**Recorded data:**

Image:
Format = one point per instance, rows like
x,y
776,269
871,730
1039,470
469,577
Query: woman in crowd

...

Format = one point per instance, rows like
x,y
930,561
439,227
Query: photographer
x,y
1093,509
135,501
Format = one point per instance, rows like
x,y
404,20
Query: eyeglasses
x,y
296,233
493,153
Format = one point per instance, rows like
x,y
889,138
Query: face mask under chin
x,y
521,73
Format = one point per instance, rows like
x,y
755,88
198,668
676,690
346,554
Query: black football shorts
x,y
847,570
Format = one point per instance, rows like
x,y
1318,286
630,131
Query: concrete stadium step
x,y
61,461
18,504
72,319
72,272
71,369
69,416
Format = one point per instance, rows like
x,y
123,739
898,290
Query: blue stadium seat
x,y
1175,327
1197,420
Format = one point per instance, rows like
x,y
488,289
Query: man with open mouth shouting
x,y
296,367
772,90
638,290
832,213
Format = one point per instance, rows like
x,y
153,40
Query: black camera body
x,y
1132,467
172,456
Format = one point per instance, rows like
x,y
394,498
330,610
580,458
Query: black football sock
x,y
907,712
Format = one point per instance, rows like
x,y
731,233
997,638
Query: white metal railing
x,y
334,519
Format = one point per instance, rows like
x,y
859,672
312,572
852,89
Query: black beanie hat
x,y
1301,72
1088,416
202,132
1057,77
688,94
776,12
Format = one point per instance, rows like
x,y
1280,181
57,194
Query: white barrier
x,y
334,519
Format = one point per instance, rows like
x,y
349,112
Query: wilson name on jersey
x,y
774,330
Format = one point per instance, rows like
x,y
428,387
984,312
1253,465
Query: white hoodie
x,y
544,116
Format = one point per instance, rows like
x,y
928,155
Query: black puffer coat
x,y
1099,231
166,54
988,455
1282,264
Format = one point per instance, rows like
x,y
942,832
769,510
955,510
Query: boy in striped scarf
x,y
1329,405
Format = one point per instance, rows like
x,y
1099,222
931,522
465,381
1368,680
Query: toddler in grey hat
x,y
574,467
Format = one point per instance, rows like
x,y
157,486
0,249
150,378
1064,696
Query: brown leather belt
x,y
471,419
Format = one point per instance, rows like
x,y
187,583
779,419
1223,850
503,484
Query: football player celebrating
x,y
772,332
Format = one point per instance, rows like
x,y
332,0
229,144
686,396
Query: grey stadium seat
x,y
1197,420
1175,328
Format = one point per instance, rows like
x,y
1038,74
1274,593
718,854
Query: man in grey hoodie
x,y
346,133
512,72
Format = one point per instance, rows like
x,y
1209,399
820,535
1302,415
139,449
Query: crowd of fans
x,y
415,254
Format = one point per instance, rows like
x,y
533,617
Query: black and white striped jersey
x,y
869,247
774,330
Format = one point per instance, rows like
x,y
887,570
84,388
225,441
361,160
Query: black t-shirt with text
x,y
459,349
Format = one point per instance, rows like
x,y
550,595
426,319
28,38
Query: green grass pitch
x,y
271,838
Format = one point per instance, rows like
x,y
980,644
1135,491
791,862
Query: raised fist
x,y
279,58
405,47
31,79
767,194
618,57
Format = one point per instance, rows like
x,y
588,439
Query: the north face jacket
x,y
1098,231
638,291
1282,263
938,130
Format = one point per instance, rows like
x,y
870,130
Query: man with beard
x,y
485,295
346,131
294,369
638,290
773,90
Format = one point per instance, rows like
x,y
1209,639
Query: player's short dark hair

* * *

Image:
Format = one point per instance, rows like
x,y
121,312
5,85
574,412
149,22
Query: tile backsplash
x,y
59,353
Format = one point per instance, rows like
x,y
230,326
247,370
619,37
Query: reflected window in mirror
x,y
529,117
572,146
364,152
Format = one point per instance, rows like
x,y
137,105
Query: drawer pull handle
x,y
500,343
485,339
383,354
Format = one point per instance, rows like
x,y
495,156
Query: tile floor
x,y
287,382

**Your objective:** The listing above holds a line with "Query: man in grey hoodie" and a line with "Query: player's short dark hair". Print the stretch from the first through the second, exactly and alone.

**Answer section:**
Query: man in grey hoodie
x,y
346,133
512,72
Format = one point per instance, rows like
x,y
1209,399
820,535
1302,415
139,449
Query: crowd of fans
x,y
415,254
Format = one point per instance, rows like
x,y
533,617
Query: black and white striped jersey
x,y
869,247
774,330
Format = one point per instance, rows like
x,y
887,570
84,388
225,441
361,160
Query: black t-shirt with text
x,y
459,349
Format = one point per instance, rows like
x,y
550,595
426,319
28,38
Query: green grass pitch
x,y
271,838
Format = one point per instance, rows like
x,y
980,644
1135,491
791,862
Query: raised fist
x,y
279,58
405,47
31,79
767,194
618,57
Format = one point per instance, rows like
x,y
588,439
Query: the north face jacket
x,y
1098,231
638,291
1282,263
938,130
Format = one point per instance, rows like
x,y
870,130
Query: man with beard
x,y
485,295
346,131
294,369
638,290
773,90
Format = one point per instance, rows like
x,y
1209,639
Query: player's short dark hair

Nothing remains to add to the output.